[What is required] Check each line of the entries for "below" and report the ones that have it.
^^^^
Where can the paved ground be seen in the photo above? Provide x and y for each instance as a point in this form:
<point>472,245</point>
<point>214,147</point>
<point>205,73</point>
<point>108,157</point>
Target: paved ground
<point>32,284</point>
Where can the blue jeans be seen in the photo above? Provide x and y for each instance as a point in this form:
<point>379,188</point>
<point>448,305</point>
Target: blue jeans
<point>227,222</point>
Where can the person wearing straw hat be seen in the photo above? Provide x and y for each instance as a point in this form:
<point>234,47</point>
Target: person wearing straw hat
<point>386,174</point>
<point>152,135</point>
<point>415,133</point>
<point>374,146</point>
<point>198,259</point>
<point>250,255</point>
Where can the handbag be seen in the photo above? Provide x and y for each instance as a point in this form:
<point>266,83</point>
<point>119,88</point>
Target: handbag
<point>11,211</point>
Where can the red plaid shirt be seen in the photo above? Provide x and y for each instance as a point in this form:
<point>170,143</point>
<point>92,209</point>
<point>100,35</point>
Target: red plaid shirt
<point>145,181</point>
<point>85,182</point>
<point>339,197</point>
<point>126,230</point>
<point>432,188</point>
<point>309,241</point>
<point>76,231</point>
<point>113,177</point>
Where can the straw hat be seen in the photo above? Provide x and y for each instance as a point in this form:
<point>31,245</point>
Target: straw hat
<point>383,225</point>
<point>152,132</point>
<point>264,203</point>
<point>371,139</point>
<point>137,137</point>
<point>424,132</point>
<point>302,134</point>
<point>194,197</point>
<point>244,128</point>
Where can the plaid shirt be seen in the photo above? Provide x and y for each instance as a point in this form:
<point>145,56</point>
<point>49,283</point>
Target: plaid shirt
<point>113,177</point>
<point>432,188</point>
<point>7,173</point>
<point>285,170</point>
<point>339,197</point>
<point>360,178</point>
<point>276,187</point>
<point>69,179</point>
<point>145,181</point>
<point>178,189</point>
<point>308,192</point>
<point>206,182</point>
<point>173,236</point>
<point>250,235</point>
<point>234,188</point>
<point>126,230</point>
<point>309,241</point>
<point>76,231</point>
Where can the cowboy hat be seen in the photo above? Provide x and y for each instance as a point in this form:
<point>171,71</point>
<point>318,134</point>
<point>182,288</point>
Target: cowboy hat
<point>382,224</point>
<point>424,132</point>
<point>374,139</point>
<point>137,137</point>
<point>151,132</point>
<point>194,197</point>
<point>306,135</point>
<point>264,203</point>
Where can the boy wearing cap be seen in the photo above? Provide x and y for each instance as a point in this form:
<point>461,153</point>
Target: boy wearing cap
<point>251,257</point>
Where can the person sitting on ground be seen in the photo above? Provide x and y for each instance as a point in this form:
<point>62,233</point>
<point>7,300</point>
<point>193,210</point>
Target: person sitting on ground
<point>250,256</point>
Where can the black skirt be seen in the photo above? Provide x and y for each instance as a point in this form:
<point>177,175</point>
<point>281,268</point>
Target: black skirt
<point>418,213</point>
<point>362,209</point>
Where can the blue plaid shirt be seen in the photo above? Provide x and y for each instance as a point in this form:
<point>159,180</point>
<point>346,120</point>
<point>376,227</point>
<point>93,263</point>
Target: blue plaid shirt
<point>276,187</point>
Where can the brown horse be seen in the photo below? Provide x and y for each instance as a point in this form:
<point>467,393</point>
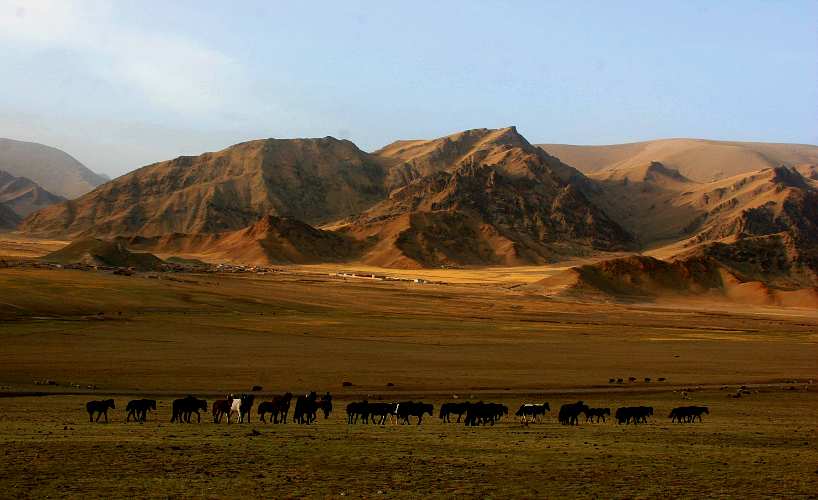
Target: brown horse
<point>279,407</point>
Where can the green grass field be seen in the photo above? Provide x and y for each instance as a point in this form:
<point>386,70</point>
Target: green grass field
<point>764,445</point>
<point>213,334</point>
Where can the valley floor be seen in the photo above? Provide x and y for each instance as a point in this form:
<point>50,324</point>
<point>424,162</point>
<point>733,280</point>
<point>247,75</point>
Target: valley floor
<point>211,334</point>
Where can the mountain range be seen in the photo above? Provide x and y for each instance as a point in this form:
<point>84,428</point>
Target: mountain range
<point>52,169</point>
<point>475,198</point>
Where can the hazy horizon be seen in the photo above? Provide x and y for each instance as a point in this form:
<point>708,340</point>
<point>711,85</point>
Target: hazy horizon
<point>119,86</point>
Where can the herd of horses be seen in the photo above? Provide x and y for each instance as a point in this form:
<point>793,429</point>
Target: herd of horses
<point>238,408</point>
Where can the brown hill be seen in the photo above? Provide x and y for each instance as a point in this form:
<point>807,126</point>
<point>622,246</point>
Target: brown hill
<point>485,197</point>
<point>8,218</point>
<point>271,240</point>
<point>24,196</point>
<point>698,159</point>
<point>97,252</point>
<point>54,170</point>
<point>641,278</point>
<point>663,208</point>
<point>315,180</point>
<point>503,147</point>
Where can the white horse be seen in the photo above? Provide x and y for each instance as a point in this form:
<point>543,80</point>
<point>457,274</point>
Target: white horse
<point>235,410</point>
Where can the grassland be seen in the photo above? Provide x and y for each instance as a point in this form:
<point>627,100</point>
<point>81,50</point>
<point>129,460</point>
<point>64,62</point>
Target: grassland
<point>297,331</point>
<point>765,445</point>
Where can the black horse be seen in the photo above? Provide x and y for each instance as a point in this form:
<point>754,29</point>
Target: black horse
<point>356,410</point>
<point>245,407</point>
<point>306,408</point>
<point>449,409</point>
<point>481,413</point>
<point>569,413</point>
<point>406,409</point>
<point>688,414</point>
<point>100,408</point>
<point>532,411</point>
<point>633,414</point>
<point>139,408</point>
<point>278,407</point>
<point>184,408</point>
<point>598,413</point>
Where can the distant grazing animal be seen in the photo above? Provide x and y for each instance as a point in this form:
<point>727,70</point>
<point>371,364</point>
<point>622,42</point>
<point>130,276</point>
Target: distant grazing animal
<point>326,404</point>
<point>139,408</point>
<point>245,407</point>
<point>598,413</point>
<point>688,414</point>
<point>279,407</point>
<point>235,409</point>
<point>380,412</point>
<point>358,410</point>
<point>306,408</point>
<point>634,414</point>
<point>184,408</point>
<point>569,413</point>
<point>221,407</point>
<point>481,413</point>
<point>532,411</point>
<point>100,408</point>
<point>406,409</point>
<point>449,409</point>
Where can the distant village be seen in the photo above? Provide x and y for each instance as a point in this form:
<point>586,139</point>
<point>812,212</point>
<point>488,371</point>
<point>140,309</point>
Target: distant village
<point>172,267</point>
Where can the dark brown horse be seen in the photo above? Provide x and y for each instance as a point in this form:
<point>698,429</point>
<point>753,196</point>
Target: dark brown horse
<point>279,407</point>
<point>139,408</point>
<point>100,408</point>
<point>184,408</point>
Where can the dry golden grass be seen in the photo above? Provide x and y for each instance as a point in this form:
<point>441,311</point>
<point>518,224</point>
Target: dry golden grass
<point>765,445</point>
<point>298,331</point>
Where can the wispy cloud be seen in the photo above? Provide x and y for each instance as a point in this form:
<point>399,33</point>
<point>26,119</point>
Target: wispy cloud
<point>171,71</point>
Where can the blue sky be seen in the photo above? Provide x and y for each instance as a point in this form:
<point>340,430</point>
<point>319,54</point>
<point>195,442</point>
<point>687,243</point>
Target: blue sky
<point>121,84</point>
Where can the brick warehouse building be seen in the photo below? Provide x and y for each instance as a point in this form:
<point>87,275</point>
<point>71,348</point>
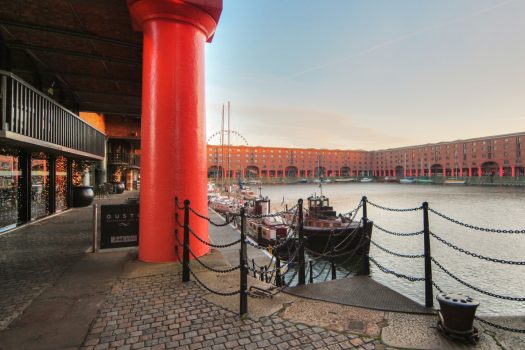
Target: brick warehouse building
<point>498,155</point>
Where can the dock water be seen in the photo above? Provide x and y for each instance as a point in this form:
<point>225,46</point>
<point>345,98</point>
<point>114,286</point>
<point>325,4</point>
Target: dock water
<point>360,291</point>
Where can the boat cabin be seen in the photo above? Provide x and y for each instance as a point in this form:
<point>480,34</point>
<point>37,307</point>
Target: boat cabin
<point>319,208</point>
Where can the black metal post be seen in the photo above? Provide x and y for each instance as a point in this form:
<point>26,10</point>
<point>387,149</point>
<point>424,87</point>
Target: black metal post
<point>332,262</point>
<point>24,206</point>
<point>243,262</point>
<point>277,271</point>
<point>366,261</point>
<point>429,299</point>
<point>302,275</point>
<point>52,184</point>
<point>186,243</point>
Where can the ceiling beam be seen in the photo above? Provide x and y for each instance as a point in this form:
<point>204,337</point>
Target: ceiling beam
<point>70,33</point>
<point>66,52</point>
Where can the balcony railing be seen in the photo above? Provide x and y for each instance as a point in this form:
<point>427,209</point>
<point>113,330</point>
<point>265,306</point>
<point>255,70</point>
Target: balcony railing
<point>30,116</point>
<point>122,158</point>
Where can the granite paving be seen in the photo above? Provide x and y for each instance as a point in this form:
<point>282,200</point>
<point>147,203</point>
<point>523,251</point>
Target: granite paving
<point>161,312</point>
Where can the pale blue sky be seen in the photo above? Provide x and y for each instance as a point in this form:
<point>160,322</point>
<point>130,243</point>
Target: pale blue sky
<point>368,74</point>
^^^^
[Your solution]
Where can the brown horse be seen in the photo below? Provide x and y for each instance as a point in this form:
Where can the brick warehouse building be seen in the photo below? Provide x and y for each instance as a point in this form:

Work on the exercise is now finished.